## Task item
Below are some records. Say in a single number how many of their lines include the word "screen".
_ _ _
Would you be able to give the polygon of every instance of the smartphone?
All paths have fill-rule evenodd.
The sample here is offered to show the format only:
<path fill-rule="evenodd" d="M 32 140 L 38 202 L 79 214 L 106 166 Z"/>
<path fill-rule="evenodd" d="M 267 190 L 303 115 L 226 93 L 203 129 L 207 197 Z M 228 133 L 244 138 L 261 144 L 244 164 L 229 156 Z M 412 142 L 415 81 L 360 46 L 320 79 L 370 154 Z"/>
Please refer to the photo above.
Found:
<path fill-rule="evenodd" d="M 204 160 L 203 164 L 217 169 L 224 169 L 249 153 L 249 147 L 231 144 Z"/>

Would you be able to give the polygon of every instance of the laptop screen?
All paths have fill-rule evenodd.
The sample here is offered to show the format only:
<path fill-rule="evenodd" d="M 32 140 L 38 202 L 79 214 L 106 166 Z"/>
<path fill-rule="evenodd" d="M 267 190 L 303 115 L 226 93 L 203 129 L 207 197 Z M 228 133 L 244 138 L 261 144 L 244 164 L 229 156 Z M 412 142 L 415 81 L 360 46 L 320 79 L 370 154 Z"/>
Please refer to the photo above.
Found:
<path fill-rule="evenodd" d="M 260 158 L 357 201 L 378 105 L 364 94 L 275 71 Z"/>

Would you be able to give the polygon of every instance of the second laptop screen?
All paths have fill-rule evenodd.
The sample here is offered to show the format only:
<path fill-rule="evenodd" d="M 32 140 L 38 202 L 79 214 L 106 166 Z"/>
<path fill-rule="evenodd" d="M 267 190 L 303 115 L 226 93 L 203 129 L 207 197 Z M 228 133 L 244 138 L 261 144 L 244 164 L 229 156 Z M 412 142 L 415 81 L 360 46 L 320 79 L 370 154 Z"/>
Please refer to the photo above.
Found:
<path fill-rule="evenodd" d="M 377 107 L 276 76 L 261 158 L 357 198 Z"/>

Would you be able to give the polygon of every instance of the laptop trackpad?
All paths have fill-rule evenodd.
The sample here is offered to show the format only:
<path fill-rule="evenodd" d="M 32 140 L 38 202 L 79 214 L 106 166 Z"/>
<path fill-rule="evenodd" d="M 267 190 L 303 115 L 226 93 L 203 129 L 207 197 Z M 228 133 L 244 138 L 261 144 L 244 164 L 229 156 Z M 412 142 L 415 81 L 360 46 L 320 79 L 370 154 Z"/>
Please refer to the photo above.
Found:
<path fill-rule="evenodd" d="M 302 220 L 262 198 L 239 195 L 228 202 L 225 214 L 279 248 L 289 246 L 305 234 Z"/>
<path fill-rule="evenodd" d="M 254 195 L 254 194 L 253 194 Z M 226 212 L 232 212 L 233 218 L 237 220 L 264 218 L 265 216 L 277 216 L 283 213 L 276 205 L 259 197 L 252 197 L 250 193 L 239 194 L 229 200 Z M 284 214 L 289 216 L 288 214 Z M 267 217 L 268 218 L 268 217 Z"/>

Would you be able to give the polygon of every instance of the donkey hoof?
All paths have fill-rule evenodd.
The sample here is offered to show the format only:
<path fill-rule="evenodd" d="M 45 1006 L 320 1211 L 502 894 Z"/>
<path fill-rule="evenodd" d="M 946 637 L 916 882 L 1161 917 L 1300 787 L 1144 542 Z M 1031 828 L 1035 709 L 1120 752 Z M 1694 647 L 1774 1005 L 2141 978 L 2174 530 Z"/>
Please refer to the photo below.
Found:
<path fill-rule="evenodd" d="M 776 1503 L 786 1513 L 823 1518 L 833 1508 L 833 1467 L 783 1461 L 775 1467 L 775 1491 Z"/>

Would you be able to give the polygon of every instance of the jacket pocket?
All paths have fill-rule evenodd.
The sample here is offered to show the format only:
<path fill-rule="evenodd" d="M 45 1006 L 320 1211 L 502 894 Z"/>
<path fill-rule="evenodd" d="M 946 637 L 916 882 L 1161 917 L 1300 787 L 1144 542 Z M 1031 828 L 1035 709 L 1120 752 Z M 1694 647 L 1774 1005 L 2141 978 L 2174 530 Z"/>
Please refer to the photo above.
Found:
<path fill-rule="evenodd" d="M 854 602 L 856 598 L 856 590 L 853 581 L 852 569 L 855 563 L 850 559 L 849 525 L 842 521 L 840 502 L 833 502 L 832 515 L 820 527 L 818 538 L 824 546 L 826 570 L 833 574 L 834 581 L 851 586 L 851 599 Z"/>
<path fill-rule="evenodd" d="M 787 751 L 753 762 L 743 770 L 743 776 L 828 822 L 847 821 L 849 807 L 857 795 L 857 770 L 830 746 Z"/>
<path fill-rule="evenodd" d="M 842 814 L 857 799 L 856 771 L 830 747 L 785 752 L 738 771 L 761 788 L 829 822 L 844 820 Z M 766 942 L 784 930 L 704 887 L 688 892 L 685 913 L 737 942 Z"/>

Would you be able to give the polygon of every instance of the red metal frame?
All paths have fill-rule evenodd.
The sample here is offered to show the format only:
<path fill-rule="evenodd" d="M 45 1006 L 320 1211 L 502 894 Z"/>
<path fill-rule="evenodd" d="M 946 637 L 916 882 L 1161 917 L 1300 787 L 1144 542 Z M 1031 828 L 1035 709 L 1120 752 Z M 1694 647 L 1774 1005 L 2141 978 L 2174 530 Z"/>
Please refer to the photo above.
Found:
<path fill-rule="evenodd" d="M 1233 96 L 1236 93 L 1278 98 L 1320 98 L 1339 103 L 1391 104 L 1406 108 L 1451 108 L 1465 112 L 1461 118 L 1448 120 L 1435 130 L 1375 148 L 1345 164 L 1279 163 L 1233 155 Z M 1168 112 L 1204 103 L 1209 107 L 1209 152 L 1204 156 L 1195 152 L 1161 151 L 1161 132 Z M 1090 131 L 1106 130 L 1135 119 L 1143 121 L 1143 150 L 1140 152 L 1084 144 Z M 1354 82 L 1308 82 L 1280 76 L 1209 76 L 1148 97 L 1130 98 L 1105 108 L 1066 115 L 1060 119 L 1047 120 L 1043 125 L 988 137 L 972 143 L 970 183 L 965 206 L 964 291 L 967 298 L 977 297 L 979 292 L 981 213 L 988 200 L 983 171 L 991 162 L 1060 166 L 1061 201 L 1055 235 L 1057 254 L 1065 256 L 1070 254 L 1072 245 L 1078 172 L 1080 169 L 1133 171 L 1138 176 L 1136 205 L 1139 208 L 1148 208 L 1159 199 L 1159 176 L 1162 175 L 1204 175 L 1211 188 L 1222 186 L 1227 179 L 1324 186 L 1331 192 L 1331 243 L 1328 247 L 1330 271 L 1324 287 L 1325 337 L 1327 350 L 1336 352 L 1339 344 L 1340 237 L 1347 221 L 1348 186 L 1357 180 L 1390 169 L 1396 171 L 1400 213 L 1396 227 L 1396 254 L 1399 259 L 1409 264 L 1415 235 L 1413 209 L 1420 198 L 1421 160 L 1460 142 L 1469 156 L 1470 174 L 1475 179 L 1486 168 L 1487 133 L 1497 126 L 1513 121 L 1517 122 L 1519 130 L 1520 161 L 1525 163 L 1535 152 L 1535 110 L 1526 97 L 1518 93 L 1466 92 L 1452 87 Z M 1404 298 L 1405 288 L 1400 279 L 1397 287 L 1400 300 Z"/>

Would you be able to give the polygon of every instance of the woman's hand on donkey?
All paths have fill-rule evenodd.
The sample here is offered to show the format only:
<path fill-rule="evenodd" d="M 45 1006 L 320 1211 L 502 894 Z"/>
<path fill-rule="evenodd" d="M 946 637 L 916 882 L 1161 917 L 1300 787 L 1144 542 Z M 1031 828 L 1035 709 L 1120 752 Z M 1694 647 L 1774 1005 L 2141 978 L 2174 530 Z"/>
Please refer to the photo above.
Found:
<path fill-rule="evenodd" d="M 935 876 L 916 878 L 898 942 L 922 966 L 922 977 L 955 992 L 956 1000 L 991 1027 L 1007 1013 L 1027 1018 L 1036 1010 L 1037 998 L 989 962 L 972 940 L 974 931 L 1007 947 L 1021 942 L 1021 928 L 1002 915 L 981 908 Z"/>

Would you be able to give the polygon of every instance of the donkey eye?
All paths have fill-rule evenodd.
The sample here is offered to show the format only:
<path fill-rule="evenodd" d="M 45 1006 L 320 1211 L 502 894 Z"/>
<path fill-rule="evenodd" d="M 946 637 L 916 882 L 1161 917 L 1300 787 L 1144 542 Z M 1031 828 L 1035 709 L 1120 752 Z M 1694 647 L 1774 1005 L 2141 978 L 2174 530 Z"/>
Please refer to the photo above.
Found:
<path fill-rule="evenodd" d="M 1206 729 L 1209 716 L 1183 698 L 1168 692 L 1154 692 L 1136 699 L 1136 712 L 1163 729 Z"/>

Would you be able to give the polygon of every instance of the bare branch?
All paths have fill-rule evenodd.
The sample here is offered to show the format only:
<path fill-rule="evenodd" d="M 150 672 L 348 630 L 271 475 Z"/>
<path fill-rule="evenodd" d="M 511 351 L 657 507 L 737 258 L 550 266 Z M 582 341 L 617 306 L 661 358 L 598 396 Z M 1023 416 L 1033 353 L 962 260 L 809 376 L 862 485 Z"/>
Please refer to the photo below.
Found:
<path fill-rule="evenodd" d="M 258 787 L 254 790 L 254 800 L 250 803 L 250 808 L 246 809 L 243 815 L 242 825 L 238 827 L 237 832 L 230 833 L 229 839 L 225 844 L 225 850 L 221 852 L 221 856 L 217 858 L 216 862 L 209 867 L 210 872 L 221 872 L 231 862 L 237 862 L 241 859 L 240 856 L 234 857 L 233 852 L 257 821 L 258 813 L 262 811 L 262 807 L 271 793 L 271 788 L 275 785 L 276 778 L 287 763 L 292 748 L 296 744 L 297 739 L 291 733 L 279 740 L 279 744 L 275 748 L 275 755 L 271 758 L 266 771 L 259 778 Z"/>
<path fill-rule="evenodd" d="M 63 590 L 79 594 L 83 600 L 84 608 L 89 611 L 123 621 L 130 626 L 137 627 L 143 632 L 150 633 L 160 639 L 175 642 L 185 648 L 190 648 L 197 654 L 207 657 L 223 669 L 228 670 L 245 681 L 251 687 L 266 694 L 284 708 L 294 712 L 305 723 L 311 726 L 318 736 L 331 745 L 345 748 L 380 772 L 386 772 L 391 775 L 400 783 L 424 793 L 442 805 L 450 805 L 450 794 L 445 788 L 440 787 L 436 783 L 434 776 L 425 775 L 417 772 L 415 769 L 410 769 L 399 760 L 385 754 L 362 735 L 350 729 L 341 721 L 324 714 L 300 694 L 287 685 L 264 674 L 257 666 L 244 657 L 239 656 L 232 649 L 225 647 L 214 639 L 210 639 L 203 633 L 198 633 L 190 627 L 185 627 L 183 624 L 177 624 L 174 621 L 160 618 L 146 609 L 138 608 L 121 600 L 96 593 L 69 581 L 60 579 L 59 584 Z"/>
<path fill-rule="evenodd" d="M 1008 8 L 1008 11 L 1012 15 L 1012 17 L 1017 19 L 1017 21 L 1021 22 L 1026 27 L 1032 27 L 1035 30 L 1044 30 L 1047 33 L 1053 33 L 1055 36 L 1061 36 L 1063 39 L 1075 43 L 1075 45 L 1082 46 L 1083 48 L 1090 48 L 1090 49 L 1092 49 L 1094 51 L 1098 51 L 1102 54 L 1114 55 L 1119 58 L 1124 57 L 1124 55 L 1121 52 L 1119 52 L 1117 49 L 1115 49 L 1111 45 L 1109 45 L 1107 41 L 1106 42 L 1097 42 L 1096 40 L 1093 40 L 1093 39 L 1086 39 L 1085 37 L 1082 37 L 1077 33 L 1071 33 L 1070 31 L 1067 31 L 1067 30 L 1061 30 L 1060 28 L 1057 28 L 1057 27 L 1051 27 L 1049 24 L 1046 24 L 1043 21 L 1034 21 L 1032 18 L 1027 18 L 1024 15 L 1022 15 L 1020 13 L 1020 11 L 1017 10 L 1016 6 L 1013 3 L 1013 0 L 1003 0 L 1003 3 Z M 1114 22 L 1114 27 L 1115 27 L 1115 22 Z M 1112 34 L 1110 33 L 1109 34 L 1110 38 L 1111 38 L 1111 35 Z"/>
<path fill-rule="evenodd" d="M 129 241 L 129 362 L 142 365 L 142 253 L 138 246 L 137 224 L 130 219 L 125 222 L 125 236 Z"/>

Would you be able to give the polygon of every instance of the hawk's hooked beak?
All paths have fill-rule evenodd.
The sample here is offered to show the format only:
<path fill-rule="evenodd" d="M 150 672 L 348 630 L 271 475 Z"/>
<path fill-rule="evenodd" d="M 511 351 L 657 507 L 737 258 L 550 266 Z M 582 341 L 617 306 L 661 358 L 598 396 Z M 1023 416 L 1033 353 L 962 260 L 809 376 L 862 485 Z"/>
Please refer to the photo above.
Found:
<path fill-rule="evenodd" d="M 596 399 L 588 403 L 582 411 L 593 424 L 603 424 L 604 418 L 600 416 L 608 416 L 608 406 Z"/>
_ _ _
## Task result
2